2. Зигзаги политики и реальный сектор экономики (В.П. Булдаков)
Политика Временного правительства в экстремальных условиях войны и революции в целом была ориентирована на огосударствление экономической жизни, но проводилась весьма непоследовательно и даже хаотично. Курс формировался и видоизменялся под влиянием противоборства двух основных блоков правительственного кабинета — «буржуазного» и «социалистического».
В конце марта на Всероссийском совещании Советов В.Г. Громаном был представлен проект «планомерной организации народного хозяйства и труда». Меньшевистский теоретик исходил из подчинения интересов предпринимателей и рабочих «интересом общегосударственным». Предусматривалось установление всестороннего контроля над промышленностью с помощью центрального регулирующего органа. Правительству предлагалось «планомерно регулировать всю хозяйственную жизнь страны, организовав ее производство, обмен, передвижение и потребление под непосредственным контролем государства»{2510}. Но все это было под силу только уверенной в себе власти, а не правительству, беспомощно колеблющемуся под нарастающим давлением противоположных сил — предпринимателей и рабочих.
При вступлении в коалиционное правительство меньшевики и эсеры вроде бы настояли на включении в правительственную декларацию собственных принципов государственного контроля над хозяйственной деятельностью. Однако при редактировании текста декларации 6 мая буржуазные министры, по словам Милюкова, превратили весьма «эластичные советские формулы» в «еще более неопределенные». Так, требование государственного контроля над промышленностью и торговлей было представлено как обещание «дальнейшего планомерного проведения» уже применявшихся мер{2511}. Предложения о государственном регулировании оказались выхолощены.
В правительственных кругах завязалась дискуссия о формах и пределах государственного вмешательства в экономику{2512}. В результате «демократизация» народного хозяйства обернулась созданием «новых комитетов по ряду важнейших товаров» и расширением их компетенции вплоть до права нормирования цен{2513}. Между тем в Союзе городов был выработан более радикальный план регулирования экономики с помощью единого руководящего центра{2514}. Примечательно, что в мае 1917 г. нечто подобное предлагал прибывший в Петроград британский министр труда лейборист А. Гендерсон{2515}. Сходным образом был настроен и Исполком Петроградского Совета{2516}.

Задание 1: Верните все строки записей, где встречается слово «flower», с учетом регистра.
Отрывок и записи не связаны друг с другом.

[Записанные данные]
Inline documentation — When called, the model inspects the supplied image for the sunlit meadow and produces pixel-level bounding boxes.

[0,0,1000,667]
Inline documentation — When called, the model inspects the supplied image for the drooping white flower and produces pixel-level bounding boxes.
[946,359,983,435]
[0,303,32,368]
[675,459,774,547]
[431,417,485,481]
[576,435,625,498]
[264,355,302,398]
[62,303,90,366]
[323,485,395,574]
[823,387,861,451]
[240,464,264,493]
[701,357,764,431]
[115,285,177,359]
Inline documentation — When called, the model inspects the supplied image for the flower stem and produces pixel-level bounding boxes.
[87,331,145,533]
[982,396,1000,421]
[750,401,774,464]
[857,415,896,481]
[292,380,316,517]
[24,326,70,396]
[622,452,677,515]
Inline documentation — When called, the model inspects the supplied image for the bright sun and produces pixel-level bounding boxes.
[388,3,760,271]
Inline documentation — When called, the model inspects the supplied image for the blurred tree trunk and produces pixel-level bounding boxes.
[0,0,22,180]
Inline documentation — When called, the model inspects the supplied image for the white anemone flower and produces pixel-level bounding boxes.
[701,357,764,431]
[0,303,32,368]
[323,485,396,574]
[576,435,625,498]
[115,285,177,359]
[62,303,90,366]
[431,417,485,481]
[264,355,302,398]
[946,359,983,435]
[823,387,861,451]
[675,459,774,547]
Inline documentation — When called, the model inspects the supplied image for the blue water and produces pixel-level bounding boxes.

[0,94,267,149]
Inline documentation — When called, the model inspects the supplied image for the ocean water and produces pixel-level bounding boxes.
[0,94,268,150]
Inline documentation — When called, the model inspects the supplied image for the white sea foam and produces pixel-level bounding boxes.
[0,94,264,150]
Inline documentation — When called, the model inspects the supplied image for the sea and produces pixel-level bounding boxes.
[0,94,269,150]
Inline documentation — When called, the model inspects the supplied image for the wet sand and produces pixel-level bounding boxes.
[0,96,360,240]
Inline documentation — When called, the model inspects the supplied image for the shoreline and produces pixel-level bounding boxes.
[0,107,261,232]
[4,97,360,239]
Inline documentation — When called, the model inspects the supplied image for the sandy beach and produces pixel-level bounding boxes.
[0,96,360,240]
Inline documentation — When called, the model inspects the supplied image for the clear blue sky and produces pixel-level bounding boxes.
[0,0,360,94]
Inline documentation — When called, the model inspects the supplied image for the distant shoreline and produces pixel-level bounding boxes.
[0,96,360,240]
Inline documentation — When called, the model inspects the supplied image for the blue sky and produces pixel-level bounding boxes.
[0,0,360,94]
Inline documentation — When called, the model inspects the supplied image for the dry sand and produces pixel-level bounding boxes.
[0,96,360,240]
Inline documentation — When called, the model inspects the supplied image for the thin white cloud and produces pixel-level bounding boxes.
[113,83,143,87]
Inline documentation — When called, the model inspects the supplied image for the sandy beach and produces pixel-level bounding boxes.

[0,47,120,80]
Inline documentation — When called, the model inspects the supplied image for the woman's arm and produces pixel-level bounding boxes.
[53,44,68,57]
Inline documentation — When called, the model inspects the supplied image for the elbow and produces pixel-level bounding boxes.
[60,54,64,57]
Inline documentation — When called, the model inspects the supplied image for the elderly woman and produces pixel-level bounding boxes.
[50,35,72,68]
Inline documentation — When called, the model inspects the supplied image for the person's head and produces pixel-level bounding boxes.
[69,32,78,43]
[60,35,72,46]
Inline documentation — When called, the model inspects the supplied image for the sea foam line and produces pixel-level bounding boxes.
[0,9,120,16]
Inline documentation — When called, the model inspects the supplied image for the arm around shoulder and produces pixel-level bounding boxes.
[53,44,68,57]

Задание 2: Воспроизведите дословно часть отрывка, которая начинается со слов, содержащих «В конце марта», и заканчивается словами «предпринимателей и рабочих.».

Ожидаемый ответ 1:
Inline documentation — When called, the model inspects the supplied image for the drooping white flower and produces pixel-level bounding boxes.
Inline documentation — When called, the model inspects the supplied image for the flower stem and produces pixel-level bounding boxes.
Inline documentation — When called, the model inspects the supplied image for the white anemone flower and produces pixel-level bounding boxes.

Ожидаемый ответ 2:
В конце марта на Всероссийском совещании Советов В.Г. Громаном был представлен проект «планомерной организации народного хозяйства и труда». Меньшевистский теоретик исходил из подчинения интересов предпринимателей и рабочих «интересом общегосударственным». Предусматривалось установление всестороннего контроля над промышленностью с помощью центрального регулирующего органа. Правительству предлагалось «планомерно регулировать всю хозяйственную жизнь страны, организовав ее производство, обмен, передвижение и потребление под непосредственным контролем государства»{2510}. Но все это было под силу только уверенной в себе власти, а не правительству, беспомощно колеблющемуся под нарастающим давлением противоположных сил — предпринимателей и рабочих.